**STATED EXERCISE**
Copy the full set of lines exactly as given.

Start of PROVIDED INFORMATION

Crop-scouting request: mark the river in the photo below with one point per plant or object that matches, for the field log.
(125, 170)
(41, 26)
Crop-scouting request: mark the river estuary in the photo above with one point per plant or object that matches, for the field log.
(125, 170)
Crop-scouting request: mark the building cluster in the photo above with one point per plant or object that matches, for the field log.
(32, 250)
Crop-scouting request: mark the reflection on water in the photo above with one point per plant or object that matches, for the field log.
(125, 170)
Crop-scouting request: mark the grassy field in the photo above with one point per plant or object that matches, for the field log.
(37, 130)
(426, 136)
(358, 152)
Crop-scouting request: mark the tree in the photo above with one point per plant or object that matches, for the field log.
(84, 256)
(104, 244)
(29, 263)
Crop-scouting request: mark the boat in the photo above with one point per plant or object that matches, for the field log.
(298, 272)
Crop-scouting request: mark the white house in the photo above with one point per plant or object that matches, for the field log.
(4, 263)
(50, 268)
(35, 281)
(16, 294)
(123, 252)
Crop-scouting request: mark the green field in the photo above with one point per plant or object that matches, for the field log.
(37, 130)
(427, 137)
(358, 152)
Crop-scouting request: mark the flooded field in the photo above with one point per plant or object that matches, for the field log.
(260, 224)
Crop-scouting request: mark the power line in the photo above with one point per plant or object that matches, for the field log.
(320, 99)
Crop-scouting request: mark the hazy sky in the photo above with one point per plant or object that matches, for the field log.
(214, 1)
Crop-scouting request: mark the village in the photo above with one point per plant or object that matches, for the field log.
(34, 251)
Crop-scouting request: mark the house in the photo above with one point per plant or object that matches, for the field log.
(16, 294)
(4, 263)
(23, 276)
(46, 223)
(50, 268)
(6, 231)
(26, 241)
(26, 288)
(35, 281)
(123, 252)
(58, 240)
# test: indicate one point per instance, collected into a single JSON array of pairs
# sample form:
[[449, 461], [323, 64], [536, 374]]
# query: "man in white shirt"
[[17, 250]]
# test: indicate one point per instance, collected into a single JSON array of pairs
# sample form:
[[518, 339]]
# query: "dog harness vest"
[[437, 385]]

End of PROVIDED INFORMATION

**THE OUTPUT**
Crop-scouting request: mark the river in the photo below with one point per plant or object that matches, for the field log.
(125, 170)
(41, 26)
Crop-scouting request: mark the river estuary in the photo above with one point per plant or object that matches, for the field log.
(125, 170)
Crop-scouting request: mark the building cluster in the photo above with one point per plant or object that matches, for the field log.
(32, 250)
Crop-scouting request: mark the reflection on water in the photo above with one point per plant or object that matches, for the field log.
(125, 170)
Crop-scouting request: mark the grassy field in the photo above with one point per plant or object that matches, for the field log.
(37, 130)
(426, 136)
(358, 152)
Crop-scouting request: mark the tree in the photo above with one point per plant or object that matches, for the field log.
(84, 256)
(104, 244)
(29, 263)
Crop-scouting request: mark the boat in the photo above with one point per plant or object that matches, for the field log.
(298, 272)
Crop-scouting request: mark the white house in the photo above with one point per plant or object that matches, for the field log.
(4, 263)
(50, 268)
(35, 281)
(16, 294)
(123, 252)
Crop-scouting request: mark the green field in the photo above with one point per plant or object that matches, for the field log.
(37, 130)
(427, 137)
(358, 152)
Crop-scouting request: mark the flooded field in the photo above with one point per plant or object that matches, for the field log.
(260, 224)
Crop-scouting request: mark the power line in the photo above with one point per plant or object that matches, for the field log.
(320, 99)
Crop-scouting request: mark the hazy sky in the photo above with one point per plant or object that matches, for the field log.
(214, 1)
Crop-scouting request: mark the village in the photo above with one point per plant or object that matches, for the field log.
(34, 251)
Crop-scouting request: mark the house in the photo above with one point per plant or object that matches, for the field log.
(16, 294)
(4, 263)
(23, 276)
(46, 223)
(50, 268)
(6, 231)
(26, 241)
(26, 288)
(35, 281)
(123, 252)
(58, 240)
# test: indicate one point per instance, collected into a single JSON array of pairs
# sample form:
[[449, 461], [323, 64], [536, 374]]
# query: "man in white shirt"
[[17, 250]]
# test: indicate one point per instance, collected into a single JSON array of pairs
# sample form:
[[518, 339]]
# query: "dog harness vest"
[[437, 385]]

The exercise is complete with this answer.